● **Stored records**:
▼

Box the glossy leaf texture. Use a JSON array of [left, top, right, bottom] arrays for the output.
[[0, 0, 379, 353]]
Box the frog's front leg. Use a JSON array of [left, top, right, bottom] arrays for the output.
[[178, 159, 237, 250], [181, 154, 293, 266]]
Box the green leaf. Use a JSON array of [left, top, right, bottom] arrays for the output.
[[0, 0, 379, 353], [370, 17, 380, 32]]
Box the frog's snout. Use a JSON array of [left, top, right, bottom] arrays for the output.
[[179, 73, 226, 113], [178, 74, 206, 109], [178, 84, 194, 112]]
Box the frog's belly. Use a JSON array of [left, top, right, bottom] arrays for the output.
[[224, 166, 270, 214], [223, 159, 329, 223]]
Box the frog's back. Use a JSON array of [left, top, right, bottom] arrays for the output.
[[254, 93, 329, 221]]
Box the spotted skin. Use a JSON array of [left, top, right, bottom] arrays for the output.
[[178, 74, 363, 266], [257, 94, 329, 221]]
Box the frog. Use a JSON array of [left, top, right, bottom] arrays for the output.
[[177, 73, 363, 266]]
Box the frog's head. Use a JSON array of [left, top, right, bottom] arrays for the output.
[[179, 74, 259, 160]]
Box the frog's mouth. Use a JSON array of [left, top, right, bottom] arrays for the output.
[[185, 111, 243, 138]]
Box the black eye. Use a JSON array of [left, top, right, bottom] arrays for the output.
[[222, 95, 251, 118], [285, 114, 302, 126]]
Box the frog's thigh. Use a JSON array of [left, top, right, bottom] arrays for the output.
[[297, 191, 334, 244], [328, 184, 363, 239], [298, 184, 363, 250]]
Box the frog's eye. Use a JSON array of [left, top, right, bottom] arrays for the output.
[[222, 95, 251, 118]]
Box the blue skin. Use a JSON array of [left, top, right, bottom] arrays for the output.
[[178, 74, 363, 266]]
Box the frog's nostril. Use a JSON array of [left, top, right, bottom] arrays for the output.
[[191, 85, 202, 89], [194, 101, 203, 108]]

▲

● **Task**: Give the entries again in full, exactly as they were written above.

● **Answer space**:
Box the glossy leaf texture. Use a JSON array of [left, top, right, bottom] arrays for the output.
[[0, 0, 379, 353]]
Box the frog's front leg. Use a JSON array of [left, top, right, bottom] arrays for the output.
[[178, 159, 237, 250], [181, 154, 293, 266]]
Box the green leaf. Use a JSON array of [left, top, right, bottom] arrays for the output.
[[0, 0, 379, 353], [370, 17, 380, 32]]
Box the frog's snout. Use a JSON array of [left, top, right, bottom] arrays for the output.
[[179, 73, 226, 113], [178, 74, 206, 109], [178, 84, 194, 112]]
Box the frog's belly. Use a JSON array of [left, top, right, bottom] arrays for the output.
[[224, 166, 270, 214], [223, 159, 329, 223]]
Box the frog's back. Use a JSON array of [left, top, right, bottom] arrays for the output.
[[254, 93, 329, 221]]
Box the spotted skin. Use a JSON array of [left, top, right, bottom] arrays for the output.
[[178, 74, 363, 266], [257, 94, 329, 221]]
Box the frog. Use a JSON array of [left, top, right, bottom] arrays for the output.
[[177, 73, 363, 266]]
Box the frog's head. Use a JSON array of [left, top, right, bottom] arrays for the output.
[[179, 74, 259, 160]]
Box the frog's mouth. Use a JSON array of [left, top, right, bottom] arrays for the output.
[[185, 111, 243, 138]]
Box the black eye. Use a JSON array of [left, top, right, bottom] arrays for the output.
[[222, 95, 251, 118], [285, 114, 302, 126]]
Box the frog's thigh. Use a JSON array of [left, top, right, bottom] arrays for the output.
[[297, 191, 334, 244], [328, 184, 363, 239], [298, 184, 363, 250]]
Box the frog's eye. Use a JSON array of [left, top, right, bottom] arrays for the output.
[[222, 95, 251, 118]]
Box the blue skin. Use a JSON array of [left, top, right, bottom] arrays for the output.
[[178, 74, 363, 266]]
Box the frog's nostril. Use a JSON array of [left, top, right, bottom] arrays for the output.
[[191, 85, 202, 89], [194, 101, 203, 108]]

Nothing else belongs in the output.